- EXERCISE GOAL: Locate, in the data below, the line that contains "Target: blue sock" and the line that contains "[locate] spectator in"; reproduce exactly those two lines and every line between them, nothing more.

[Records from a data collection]
------------

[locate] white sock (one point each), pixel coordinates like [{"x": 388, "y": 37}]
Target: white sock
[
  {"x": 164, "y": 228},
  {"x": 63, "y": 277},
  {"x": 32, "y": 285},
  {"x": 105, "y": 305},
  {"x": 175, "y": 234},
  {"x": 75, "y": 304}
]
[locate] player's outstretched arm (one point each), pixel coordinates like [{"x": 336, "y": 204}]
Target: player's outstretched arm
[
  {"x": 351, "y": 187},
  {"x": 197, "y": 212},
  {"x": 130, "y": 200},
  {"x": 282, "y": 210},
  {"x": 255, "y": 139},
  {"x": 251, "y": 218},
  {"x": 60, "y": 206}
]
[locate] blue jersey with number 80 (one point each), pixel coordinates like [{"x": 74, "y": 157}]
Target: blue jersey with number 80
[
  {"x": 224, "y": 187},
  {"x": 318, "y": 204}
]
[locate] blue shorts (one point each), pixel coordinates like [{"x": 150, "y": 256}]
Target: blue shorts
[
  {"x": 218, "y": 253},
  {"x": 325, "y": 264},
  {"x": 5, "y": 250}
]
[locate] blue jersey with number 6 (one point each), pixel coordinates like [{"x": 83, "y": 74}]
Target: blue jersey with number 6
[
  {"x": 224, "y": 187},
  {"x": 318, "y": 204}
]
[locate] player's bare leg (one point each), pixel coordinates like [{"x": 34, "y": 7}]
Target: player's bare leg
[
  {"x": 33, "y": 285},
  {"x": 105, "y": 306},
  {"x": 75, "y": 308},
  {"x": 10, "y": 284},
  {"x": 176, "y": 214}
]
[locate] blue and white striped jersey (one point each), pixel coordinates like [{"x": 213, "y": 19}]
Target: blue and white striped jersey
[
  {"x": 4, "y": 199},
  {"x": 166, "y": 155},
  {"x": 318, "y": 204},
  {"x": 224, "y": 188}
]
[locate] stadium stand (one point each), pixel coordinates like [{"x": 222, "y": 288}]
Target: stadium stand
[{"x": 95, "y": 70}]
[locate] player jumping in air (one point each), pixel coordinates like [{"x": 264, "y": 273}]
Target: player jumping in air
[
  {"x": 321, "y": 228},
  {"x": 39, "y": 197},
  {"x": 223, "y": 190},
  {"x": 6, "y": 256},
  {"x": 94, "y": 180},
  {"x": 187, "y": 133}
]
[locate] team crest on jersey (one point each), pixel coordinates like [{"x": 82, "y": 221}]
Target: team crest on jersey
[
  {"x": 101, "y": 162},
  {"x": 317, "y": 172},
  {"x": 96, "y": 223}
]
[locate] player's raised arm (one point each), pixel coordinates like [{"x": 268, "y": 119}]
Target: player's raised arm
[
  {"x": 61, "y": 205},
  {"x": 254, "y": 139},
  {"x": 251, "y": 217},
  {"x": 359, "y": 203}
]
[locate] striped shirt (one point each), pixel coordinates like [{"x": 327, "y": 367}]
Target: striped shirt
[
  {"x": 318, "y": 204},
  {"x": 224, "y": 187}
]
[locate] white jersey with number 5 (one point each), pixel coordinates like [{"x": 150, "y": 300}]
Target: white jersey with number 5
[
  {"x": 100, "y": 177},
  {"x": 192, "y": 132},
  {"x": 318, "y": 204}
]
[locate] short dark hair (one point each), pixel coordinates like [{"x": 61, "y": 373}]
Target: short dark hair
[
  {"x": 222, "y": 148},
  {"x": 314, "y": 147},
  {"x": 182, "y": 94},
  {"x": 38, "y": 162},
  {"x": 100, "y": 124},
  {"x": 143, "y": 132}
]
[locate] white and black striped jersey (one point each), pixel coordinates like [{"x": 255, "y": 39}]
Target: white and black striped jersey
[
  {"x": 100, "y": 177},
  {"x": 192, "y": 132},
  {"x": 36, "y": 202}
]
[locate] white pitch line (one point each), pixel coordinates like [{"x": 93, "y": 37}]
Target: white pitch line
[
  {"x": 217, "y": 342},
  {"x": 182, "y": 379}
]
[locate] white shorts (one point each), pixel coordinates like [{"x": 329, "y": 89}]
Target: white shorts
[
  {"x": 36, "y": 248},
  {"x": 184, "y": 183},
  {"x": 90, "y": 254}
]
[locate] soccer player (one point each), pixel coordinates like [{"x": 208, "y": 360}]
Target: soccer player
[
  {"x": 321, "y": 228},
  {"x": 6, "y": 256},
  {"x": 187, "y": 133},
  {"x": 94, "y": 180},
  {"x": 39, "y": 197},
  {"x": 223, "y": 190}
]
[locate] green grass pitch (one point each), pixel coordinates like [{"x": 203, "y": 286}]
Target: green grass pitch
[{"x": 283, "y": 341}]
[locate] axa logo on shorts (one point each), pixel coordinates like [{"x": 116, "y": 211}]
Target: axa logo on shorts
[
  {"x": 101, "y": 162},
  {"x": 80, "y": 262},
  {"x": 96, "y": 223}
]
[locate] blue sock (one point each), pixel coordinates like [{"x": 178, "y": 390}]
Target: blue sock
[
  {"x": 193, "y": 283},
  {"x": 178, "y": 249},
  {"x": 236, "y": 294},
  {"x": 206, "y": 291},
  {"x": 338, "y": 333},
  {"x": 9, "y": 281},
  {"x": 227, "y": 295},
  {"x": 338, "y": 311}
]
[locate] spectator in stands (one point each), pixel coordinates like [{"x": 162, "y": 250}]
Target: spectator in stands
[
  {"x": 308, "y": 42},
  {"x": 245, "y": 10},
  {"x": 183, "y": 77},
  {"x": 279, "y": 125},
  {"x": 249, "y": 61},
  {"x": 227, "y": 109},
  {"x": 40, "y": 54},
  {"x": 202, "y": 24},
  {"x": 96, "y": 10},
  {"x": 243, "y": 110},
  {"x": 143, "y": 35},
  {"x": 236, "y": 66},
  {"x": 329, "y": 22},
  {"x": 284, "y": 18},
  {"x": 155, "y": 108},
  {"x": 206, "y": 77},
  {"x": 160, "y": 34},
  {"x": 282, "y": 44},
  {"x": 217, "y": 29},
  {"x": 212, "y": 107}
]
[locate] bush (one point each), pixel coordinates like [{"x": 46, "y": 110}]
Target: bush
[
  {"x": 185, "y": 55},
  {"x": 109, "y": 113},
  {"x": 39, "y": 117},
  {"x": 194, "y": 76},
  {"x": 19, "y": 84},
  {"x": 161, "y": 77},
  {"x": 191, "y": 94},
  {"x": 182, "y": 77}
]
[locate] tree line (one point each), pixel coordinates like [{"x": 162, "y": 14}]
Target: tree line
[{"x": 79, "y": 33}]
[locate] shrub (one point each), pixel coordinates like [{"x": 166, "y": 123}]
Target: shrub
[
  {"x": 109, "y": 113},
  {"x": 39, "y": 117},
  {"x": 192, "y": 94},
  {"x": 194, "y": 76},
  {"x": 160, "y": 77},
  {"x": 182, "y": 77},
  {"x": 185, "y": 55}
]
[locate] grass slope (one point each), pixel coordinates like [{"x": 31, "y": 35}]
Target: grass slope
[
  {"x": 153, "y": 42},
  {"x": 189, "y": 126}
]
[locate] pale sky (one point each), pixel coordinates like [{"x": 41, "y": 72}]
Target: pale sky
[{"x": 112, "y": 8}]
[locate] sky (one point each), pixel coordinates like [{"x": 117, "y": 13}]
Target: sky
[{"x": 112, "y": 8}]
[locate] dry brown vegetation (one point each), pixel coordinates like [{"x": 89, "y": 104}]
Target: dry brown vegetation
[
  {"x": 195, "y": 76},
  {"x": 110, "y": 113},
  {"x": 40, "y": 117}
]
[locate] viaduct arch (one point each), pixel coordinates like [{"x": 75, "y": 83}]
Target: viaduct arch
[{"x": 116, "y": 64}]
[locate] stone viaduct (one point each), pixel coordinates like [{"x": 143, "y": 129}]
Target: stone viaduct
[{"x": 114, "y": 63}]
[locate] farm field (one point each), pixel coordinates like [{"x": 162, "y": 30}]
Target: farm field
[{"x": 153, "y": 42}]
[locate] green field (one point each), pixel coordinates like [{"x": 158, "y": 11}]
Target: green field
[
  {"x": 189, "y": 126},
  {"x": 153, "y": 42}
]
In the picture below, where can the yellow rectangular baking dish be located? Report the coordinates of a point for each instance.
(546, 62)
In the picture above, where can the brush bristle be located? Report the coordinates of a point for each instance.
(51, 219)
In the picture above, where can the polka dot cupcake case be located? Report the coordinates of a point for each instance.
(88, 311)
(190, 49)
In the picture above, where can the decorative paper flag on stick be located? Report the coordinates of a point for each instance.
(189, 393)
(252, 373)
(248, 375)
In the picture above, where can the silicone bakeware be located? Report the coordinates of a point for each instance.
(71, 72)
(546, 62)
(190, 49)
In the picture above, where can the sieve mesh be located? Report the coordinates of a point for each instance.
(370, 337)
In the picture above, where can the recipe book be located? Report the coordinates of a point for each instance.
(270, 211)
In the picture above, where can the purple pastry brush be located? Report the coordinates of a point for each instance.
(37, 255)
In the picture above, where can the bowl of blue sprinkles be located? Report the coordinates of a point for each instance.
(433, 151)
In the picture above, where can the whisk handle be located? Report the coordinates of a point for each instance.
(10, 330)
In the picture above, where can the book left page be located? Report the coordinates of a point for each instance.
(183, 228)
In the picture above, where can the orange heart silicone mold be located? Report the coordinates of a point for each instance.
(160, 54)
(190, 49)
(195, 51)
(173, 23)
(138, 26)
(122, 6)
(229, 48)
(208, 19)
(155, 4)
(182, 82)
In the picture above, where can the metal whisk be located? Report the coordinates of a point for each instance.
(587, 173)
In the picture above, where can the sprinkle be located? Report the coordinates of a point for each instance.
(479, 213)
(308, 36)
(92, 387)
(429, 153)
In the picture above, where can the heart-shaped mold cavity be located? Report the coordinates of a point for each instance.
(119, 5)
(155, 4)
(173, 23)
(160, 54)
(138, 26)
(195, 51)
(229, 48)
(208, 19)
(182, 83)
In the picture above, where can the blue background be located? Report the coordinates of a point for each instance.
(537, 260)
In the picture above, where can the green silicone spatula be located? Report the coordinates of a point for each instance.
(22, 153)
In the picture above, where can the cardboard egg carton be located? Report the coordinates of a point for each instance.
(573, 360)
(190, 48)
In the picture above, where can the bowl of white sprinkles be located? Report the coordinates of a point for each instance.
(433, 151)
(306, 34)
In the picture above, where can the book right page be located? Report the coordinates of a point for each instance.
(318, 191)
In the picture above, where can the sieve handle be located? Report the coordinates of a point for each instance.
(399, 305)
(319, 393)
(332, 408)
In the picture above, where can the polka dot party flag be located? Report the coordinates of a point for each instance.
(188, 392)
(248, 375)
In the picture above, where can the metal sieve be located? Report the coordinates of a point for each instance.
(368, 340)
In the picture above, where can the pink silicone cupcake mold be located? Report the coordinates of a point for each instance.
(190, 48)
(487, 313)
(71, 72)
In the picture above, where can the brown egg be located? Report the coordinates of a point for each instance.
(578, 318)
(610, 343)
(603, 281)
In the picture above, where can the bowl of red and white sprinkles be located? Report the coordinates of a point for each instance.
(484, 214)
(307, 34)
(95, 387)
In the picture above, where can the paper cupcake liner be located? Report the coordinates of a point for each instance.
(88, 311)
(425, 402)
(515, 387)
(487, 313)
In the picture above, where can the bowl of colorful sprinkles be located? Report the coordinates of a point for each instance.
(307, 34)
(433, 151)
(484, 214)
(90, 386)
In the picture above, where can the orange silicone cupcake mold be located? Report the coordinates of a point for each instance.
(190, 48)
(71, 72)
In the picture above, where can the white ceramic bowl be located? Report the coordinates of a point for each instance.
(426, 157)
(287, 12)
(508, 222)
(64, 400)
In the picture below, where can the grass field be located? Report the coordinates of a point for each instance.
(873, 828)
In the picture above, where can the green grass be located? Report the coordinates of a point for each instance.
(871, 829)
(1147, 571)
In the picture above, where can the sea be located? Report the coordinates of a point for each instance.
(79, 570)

------------

- TASK OUTPUT:
Target: blue sock
[
  {"x": 193, "y": 283},
  {"x": 178, "y": 249},
  {"x": 236, "y": 294},
  {"x": 206, "y": 291},
  {"x": 338, "y": 333},
  {"x": 9, "y": 281},
  {"x": 227, "y": 295},
  {"x": 338, "y": 311}
]
[locate] spectator in stands (one point each), pixel coordinates like [{"x": 162, "y": 250}]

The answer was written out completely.